Photo object pointing records:
------

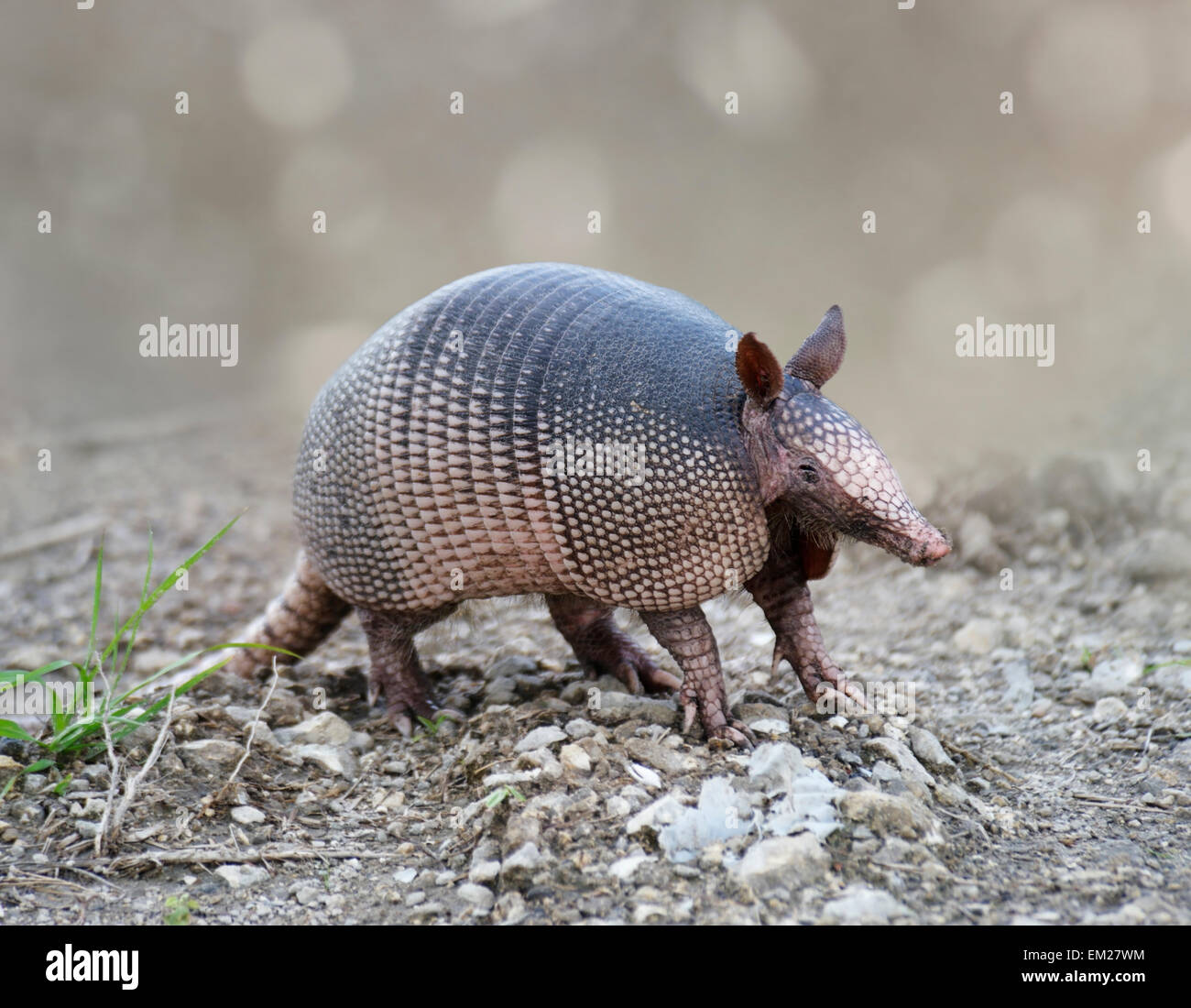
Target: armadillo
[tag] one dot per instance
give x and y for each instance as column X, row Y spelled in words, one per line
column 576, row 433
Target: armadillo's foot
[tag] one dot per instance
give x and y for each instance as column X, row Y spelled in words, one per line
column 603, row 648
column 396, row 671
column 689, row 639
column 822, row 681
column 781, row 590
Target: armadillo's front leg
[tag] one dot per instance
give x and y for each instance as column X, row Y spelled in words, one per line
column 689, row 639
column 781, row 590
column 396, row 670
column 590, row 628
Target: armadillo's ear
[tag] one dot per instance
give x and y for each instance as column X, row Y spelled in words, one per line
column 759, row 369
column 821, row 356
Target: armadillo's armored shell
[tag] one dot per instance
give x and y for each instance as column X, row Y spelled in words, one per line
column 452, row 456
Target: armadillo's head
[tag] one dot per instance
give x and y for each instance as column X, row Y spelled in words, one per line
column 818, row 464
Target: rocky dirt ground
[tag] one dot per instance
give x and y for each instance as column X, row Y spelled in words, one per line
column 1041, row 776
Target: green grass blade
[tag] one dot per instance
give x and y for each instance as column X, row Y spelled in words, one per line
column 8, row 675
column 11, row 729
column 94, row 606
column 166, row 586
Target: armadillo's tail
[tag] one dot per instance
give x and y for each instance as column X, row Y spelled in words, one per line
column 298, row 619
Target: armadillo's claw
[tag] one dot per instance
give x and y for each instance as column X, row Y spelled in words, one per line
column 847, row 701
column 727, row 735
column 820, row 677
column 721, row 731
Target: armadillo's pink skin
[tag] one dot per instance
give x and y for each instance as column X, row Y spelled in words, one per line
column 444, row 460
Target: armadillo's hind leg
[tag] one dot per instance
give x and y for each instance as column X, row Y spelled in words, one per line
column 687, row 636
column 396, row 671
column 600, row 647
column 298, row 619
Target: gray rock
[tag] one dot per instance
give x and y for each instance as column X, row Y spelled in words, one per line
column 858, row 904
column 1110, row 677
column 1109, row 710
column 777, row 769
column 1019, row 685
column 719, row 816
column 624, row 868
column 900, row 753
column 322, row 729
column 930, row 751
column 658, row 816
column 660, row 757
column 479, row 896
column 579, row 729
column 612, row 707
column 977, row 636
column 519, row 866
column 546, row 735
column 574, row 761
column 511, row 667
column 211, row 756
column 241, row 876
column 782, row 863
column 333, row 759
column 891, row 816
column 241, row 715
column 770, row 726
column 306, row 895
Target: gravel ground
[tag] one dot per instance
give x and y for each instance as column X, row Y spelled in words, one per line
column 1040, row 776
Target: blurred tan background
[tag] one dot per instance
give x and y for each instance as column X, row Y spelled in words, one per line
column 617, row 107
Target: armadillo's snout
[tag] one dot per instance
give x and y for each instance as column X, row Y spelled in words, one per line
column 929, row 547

------

What is asked
Can you restate all the records above word for word while dropping the pictures?

The result
Target: armadillo
[tag] one dot per instance
give x and y for each instance as column X, row Y spelled in words, one per line
column 576, row 433
Target: armadillo's foot
[tag] one dot per instance
give x and y for each instance as column X, row Y spelled in words, one per line
column 603, row 648
column 396, row 671
column 689, row 639
column 822, row 681
column 781, row 590
Target: armadillo's front leg
[tag] one dot per instance
give x and y for each instance as column X, row Y spelled in words, one per line
column 689, row 639
column 781, row 590
column 396, row 670
column 590, row 628
Target: armadillo's ear
[tag] one dot per instance
give x and y for each instance as column X, row Y spelled in words, one per line
column 759, row 369
column 821, row 356
Target: armadillo's armored shell
[tag] one dot per instance
give x and y for each instance as column X, row Y spelled in words, one per line
column 452, row 456
Target: armadillo's head
[tag] one dot per instance
give x and y for each instance as column X, row Y spelled in words, one per line
column 818, row 464
Target: rocky dirt ground
[tag] one dot per instance
give x and y for each instance as column X, row Y spelled in words, one per line
column 1041, row 776
Target: green grass blade
[tag] one dot per instance
give x and y for each instance as column X, row Y spelled in words, one per line
column 8, row 675
column 11, row 729
column 94, row 606
column 166, row 586
Target: armadillo's tail
[tag] one dot per instance
give x and y for each instance as column X, row Y spelled in words, one per line
column 298, row 619
Target: armadillo's claw
[tag] one dot per instance
give x and y for each instance as column X, row Y spelled in words, one per line
column 847, row 701
column 727, row 735
column 820, row 677
column 721, row 731
Target: armadillo's pink skin
[tag] one dot per instance
give x and y for each instance as column X, row Y spelled in words, one per line
column 444, row 460
Target: armadillo's hind leg
[tag] one dot per instance
give x and y for each instance as column X, row Y spelled in words, one per line
column 687, row 636
column 396, row 671
column 600, row 647
column 298, row 619
Target: gray rock
[tag] one dot per instance
give x and y for each instance as column X, row Y spelled in words, one per line
column 858, row 904
column 1110, row 677
column 1109, row 710
column 777, row 769
column 1019, row 685
column 719, row 816
column 624, row 868
column 900, row 753
column 322, row 729
column 930, row 751
column 658, row 816
column 660, row 757
column 479, row 896
column 579, row 729
column 612, row 707
column 977, row 636
column 519, row 866
column 546, row 735
column 574, row 761
column 511, row 667
column 211, row 756
column 241, row 876
column 782, row 863
column 333, row 759
column 891, row 816
column 241, row 715
column 770, row 726
column 306, row 895
Target: gravel ground
[tag] one dot per instance
give x and y for each instance as column X, row Y spelled in words, one per line
column 1040, row 776
Target: blurred tan background
[tag] one dot per instance
give x and y for each instance as column X, row Y spelled in words, one per line
column 617, row 107
Target: armadillo's snout
[tag] one dot per instance
give x and y for each instance as column X, row Y spelled in words, one per line
column 929, row 547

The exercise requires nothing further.